* [Text provided]:
◆ ◆ ◆ ◆

The Swedish International Development Cooperation Agency (Styrelsen för internationellt utvecklingssamarbete, Sida) is a government agency of the Swedish Ministry for Foreign Affairs. Sida is responsible for organization of the bulk of Sweden's official development assistance to developing countries. According to the OECD, 2024 official development assistance from Sweden decreased to US$5 billion, representing 0.79% of their gross national income (GNI).

Sida is informed by the Yogyakarta Principles in Action the working for the rights for LGBTI and Swedish government mandated an "Action plan for Sida's work on sexual orientation and gender identity in international development cooperation 2007–2009". As well as directly funding a number of LGBTI groups, Sida has actively promoted LGBTI issues in its networking with other donors and international stakeholders.

== Research cooperation ==
A long-term development cooperation supported by Sida is its research cooperation, which aims at strengthening research in and by low-income countries, to reduce poverty and build sustainable societies. The budget was close to 1000 million SEK 2020.

== Annual budget ==
In 2024, Sida's annual budget was 26.5 billion SEK, similar to previous years. Sida has received criticism for being unable to manage the large amounts.

== Corruption issues ==
Sida has been embroiled in many corruption cases and typically discovers hundreds of suspected such cases every year.

== Criticism ==
Sida has received widespread criticism for:
- financial support to corruption-prone projects
- inefficient corruption prevention
- unsubstantiated financial decisions and lack of financial control
- weak results
- diffuse priorities and decisionmaking
- rampant conflict of interest
- sub-standard planning and coordination
- inefficient use of resources

In 2023, SIDA won a satyrical tax-wastefullness prize for long-lasting financial support to an organization that participated to the terrorist attack against Israel.

◆ ◆ ◆ ◆

* [What you will do]:
1/ Using the text on Sida, decide whether each statement below agrees with it. Answer yes or no for each, and quote the words of the text that settle it. (a) Sida is a government agency of the Swedish Ministry for Foreign Affairs. (b) Sida's annual budget in 2024 was much larger than in previous years. (c) Sida's research cooperation aims to strengthen research in and by low-income countries.
2/ According to the text on Sida, what share of Sweden's gross national income did its 2024 official development assistance represent?

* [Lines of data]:
◆ ◆ ◆ ◆

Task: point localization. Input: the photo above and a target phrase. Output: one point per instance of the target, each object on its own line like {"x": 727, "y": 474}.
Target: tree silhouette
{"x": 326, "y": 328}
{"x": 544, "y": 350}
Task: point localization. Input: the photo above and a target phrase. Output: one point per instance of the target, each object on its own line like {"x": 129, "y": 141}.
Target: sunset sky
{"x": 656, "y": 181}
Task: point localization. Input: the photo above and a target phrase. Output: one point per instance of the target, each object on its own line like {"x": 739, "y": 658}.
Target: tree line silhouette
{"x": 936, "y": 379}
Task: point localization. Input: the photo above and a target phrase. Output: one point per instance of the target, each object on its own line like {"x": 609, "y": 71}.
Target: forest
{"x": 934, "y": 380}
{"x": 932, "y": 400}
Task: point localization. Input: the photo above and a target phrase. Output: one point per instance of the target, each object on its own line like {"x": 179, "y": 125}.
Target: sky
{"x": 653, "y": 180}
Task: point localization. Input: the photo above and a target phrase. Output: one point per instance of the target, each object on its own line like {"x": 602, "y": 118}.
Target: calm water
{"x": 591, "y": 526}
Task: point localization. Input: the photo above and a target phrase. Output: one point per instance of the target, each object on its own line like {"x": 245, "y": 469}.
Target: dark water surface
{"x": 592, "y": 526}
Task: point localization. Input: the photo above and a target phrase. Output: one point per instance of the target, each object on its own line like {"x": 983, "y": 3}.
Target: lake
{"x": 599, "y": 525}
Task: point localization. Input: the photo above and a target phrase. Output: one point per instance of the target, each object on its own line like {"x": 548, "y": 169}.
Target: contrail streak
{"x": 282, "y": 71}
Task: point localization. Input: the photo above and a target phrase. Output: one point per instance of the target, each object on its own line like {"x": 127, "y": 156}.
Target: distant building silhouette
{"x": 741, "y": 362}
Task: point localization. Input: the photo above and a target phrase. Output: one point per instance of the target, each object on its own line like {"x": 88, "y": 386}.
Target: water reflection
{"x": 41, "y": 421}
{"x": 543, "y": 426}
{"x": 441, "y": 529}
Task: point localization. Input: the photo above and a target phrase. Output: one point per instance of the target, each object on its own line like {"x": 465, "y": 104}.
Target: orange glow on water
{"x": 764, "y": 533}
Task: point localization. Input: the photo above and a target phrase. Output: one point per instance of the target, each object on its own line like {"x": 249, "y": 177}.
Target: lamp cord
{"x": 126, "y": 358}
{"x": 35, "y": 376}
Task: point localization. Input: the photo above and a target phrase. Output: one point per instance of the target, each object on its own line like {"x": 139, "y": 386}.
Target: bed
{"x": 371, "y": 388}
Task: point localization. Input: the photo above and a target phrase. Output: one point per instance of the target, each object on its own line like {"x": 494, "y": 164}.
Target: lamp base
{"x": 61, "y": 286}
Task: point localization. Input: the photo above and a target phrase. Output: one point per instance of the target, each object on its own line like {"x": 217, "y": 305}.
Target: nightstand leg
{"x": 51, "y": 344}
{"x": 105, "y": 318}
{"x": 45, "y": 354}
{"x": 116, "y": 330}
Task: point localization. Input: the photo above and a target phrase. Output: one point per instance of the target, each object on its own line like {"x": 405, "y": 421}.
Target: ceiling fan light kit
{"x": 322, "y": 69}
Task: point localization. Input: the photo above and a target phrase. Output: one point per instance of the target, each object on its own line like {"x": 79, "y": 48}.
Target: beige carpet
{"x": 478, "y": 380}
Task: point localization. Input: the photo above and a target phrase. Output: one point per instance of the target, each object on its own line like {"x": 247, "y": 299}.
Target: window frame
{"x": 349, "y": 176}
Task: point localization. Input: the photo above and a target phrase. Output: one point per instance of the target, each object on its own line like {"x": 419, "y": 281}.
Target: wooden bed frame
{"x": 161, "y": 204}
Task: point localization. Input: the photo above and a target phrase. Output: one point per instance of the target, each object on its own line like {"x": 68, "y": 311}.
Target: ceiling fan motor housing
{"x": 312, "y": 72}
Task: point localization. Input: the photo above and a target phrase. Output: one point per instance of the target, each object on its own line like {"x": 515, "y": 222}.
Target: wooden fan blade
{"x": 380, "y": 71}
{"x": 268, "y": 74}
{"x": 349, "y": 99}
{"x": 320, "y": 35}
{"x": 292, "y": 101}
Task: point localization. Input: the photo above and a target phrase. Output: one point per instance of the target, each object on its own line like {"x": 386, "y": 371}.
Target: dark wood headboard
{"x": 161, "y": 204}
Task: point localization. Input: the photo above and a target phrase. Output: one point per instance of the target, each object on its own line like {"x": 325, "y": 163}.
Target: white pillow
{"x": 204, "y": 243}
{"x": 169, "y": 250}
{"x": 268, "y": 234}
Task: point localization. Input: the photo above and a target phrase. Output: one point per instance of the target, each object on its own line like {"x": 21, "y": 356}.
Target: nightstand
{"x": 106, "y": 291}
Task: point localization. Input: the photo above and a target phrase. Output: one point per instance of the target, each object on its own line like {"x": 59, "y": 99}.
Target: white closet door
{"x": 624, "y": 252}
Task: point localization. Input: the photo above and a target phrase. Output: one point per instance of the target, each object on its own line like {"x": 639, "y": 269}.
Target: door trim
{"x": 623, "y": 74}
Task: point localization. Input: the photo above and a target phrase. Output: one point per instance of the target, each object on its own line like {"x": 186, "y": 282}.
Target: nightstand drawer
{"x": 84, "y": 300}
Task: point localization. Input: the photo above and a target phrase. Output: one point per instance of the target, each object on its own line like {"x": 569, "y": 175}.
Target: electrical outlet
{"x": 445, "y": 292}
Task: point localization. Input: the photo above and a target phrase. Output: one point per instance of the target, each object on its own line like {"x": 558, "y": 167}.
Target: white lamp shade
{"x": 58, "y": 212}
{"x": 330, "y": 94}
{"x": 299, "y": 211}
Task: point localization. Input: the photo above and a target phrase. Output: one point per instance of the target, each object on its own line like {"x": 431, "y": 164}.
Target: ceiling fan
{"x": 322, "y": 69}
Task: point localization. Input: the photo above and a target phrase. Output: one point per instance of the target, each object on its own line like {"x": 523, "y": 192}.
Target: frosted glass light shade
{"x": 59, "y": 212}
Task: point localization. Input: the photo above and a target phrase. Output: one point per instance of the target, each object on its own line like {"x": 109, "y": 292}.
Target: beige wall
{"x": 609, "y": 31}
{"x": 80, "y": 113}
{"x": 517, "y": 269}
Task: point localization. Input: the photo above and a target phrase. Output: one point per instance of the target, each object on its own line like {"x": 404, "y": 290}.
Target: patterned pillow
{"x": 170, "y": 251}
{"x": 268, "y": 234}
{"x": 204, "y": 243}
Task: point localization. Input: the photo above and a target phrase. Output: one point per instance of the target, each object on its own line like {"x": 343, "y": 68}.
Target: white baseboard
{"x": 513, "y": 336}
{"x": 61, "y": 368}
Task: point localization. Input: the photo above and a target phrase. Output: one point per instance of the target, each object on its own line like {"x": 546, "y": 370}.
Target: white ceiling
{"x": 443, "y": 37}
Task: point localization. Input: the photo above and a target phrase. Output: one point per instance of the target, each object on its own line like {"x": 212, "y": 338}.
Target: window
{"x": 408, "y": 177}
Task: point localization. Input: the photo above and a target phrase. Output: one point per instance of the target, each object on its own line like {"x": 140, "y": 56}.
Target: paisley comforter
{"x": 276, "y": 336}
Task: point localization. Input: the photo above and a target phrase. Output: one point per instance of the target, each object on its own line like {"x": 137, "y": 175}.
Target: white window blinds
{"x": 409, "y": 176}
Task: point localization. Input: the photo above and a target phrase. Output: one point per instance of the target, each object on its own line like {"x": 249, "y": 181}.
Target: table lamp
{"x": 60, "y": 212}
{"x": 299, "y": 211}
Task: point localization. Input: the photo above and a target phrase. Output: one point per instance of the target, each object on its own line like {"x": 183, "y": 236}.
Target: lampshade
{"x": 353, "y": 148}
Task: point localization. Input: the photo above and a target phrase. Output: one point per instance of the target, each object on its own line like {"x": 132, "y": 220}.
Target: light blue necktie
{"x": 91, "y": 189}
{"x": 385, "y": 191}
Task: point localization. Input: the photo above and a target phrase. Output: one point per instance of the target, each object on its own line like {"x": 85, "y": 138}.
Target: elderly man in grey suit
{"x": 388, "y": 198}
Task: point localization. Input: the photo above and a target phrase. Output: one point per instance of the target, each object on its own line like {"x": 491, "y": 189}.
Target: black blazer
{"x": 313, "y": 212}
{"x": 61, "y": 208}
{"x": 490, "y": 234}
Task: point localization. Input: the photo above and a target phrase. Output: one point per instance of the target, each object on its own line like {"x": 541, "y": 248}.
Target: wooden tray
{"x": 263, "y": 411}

◆ ◆ ◆ ◆

* [Exercise solutions]:
1/
(a) Yes: "is a government agency of the Swedish Ministry for Foreign Affairs"
(b) No: "similar to previous years"
(c) Yes: "aims at strengthening research in and by low-income countries"

2/ 0.79%